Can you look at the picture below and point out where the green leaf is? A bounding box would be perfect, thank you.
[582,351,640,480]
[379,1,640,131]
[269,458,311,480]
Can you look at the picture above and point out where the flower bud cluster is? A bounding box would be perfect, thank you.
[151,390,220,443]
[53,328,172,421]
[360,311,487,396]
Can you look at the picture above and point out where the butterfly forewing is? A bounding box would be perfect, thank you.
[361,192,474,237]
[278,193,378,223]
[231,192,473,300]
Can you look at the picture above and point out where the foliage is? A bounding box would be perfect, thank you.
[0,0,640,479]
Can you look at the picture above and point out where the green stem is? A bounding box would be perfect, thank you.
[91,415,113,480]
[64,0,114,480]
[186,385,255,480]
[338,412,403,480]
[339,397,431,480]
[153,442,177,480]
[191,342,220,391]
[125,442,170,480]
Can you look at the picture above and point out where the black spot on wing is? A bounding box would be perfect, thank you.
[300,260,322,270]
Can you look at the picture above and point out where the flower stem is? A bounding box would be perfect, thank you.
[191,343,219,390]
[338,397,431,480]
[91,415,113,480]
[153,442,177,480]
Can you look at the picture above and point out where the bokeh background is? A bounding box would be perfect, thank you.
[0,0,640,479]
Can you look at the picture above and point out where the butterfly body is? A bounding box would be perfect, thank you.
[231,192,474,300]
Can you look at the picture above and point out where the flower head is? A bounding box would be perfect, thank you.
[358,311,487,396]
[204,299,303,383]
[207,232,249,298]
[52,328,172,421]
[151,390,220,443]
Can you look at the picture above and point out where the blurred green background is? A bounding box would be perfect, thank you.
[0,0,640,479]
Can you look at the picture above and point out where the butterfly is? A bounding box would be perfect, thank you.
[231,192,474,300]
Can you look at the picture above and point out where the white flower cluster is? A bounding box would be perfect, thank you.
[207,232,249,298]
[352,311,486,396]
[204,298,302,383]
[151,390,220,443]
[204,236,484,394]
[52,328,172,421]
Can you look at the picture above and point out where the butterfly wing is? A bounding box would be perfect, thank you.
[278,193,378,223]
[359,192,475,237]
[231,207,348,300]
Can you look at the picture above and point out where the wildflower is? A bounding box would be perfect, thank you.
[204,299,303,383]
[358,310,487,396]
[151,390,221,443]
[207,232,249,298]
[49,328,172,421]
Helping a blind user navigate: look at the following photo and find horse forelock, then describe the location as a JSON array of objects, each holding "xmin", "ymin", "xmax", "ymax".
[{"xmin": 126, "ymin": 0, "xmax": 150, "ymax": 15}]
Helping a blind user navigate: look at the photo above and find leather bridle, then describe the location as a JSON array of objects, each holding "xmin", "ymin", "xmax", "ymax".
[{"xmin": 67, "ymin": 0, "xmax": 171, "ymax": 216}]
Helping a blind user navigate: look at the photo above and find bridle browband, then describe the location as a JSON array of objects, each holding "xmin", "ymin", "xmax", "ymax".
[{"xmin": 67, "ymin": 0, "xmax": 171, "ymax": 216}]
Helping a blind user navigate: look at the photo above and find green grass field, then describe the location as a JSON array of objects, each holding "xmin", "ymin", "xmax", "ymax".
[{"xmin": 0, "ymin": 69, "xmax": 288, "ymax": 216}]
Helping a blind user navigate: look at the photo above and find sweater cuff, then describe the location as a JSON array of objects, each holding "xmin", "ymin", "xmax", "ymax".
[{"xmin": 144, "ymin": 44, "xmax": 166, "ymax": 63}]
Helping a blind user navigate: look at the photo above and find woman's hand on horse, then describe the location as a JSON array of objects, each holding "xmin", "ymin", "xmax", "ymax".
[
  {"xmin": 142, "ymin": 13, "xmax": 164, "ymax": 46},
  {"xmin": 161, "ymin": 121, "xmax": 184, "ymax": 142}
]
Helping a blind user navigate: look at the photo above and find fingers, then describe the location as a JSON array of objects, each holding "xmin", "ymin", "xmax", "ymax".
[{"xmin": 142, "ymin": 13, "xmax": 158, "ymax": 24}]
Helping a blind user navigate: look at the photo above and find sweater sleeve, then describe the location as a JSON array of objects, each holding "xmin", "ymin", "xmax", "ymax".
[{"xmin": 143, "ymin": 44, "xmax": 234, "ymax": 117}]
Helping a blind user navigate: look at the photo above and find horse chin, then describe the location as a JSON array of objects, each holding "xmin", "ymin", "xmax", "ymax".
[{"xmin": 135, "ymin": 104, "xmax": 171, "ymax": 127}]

########

Required work:
Reproduce all the data above, swapping every "butterfly" for "moth" and leaving everything else unchanged.

Finished answer:
Can you look at the picture below and point out where the green leaf is? A bounding box would be perfect, thank you.
[582,351,640,480]
[379,1,640,131]
[269,458,311,480]
Can you look at the picture above and point out where the flower bud cluster is? A bounding box would be perfect, thank you.
[151,390,220,443]
[53,328,172,421]
[360,311,487,396]
Can you look at the picture above and point out where the moth forewing is? A bounding box would be perfect, thank you.
[361,192,474,237]
[278,193,378,223]
[231,192,473,300]
Can you look at the picture above and point out where the foliage is? A bounding box would be perfect, thank you.
[0,0,640,479]
Can you look at the picture above and point out where the green stem is? A bounding box would be perfect, thank you.
[91,415,113,480]
[64,0,114,480]
[186,385,255,480]
[338,412,403,480]
[339,397,431,480]
[153,442,177,480]
[191,342,220,391]
[125,442,170,480]
Can you look at the picture above and point out where the black spot on wing is? A bounding box would be perfect, thank you.
[300,260,322,270]
Can you look at the picture above and point out where the flower stem is? A bounding box would be perfect, thank you.
[191,343,219,390]
[338,397,431,480]
[91,415,113,480]
[153,442,177,480]
Can you look at the picture above and point out where the bokeh background is? A bounding box would be perfect, thank you.
[0,0,640,479]
Can you look at the picture above and point out where the moth body is? A bounding box would be perfect, thank you.
[231,192,474,300]
Can you look at the picture above and point out where the flower head is? A bounding box would be perfect, thank you.
[358,311,487,396]
[204,299,303,383]
[207,232,249,298]
[52,328,172,421]
[151,390,220,443]
Can you look at the picture above and point out where the blurred green background is? A bounding box would be perfect, thank you.
[0,0,640,479]
Can you look at the picture above and point out where the moth is? A bounding box would be perfect, thank you.
[231,192,474,300]
Can you look at the picture above and point out where the white flower cluster is? A bounding box would be perfect, thank you.
[207,232,249,298]
[352,311,486,396]
[204,298,302,383]
[151,390,220,443]
[204,236,484,394]
[52,328,172,421]
Can you look at the picture above and point out where the moth wing is? A bounding box would be perfect, thank you.
[278,193,378,223]
[359,192,475,237]
[231,207,348,300]
Can you look at the picture above and point out where the wildflower is? A bounding box would be perfect, thank you.
[204,299,303,383]
[358,310,487,396]
[151,390,221,443]
[207,232,249,298]
[49,328,172,421]
Helping a blind user navigate: look at the following photo and find horse forelock, then describe the location as a JSON array of objects, each holding "xmin", "ymin", "xmax", "ymax".
[{"xmin": 126, "ymin": 0, "xmax": 150, "ymax": 15}]
Helping a blind user navigate: look at the photo above and find leather bridle, then describe the location as a JSON array of objects, each holding "xmin", "ymin", "xmax", "ymax".
[{"xmin": 67, "ymin": 0, "xmax": 171, "ymax": 216}]
Helping a blind user navigate: look at the photo above and find bridle browband, then describe the location as a JSON array of objects, each holding "xmin", "ymin", "xmax", "ymax".
[{"xmin": 67, "ymin": 0, "xmax": 171, "ymax": 216}]
Helping a blind user navigate: look at the photo above and find green grass field, then describe the location as a JSON array of objects, each holding "xmin", "ymin", "xmax", "ymax".
[{"xmin": 0, "ymin": 69, "xmax": 288, "ymax": 216}]
Helping a blind user navigate: look at the photo above and find sweater cuff, then describe the location as a JSON array of objects, each holding "xmin", "ymin", "xmax", "ymax".
[{"xmin": 144, "ymin": 44, "xmax": 166, "ymax": 63}]
Helping a blind user navigate: look at the photo above and find woman's hand on horse, then describe the location as a JSON array of objects, each holding "xmin", "ymin", "xmax", "ymax".
[
  {"xmin": 142, "ymin": 13, "xmax": 164, "ymax": 46},
  {"xmin": 161, "ymin": 121, "xmax": 184, "ymax": 142}
]
Helping a blind user navigate: look at the photo above and find fingers, then describe the location as a JSON array of objects, each holding "xmin", "ymin", "xmax", "ymax".
[{"xmin": 142, "ymin": 13, "xmax": 158, "ymax": 24}]
Helping a blind user navigate: look at the photo above and find sweater sleeve, then describe the location as a JSON array of objects, each holding "xmin", "ymin", "xmax", "ymax".
[{"xmin": 143, "ymin": 44, "xmax": 234, "ymax": 117}]
Helping a blind user navigate: look at the photo above and find horse chin, then describe the location as a JSON array of objects, each holding "xmin", "ymin", "xmax", "ymax".
[{"xmin": 135, "ymin": 104, "xmax": 171, "ymax": 127}]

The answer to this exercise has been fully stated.